Excerpt from a dataset
#####
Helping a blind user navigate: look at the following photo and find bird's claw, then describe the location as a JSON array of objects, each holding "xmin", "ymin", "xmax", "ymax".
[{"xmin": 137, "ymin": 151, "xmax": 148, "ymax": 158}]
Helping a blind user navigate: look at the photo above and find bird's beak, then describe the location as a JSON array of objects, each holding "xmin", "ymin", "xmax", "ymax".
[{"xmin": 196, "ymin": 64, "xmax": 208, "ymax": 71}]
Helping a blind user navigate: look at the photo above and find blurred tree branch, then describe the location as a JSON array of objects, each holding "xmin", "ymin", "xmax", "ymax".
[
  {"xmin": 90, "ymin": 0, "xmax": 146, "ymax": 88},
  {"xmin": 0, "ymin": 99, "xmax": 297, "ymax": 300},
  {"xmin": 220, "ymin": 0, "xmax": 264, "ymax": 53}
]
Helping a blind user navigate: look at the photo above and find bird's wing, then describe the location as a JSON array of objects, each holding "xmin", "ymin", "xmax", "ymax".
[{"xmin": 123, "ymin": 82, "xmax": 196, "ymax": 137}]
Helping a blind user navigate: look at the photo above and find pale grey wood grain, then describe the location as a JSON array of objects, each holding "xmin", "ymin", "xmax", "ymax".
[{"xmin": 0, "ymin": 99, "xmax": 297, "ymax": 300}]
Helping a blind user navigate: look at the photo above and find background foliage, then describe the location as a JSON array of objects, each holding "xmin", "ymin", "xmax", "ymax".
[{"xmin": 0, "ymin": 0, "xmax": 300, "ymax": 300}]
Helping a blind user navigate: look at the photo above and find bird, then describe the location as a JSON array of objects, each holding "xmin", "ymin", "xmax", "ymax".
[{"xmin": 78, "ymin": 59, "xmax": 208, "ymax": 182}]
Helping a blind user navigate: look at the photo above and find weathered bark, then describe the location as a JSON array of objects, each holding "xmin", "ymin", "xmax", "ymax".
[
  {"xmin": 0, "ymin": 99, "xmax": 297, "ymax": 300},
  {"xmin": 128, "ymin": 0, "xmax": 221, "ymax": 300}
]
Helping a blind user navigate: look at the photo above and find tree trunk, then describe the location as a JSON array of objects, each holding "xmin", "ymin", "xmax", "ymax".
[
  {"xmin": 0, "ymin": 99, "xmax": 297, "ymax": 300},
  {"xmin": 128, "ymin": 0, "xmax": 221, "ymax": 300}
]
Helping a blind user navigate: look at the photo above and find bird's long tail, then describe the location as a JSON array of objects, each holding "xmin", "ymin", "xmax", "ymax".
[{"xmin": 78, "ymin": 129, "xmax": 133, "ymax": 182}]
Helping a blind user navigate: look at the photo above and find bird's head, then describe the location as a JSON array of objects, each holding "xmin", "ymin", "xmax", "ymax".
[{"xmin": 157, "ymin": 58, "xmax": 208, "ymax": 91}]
#####
WHAT IS REQUIRED
Return each line of the records above that contains the word "head", treating uppercase and lowercase as different.

OUTPUT FOR THIS EXERCISE
Helping a blind user navigate: look at the photo above and find bird's head, then describe the location as a JSON array of objects, each holding "xmin", "ymin", "xmax", "ymax".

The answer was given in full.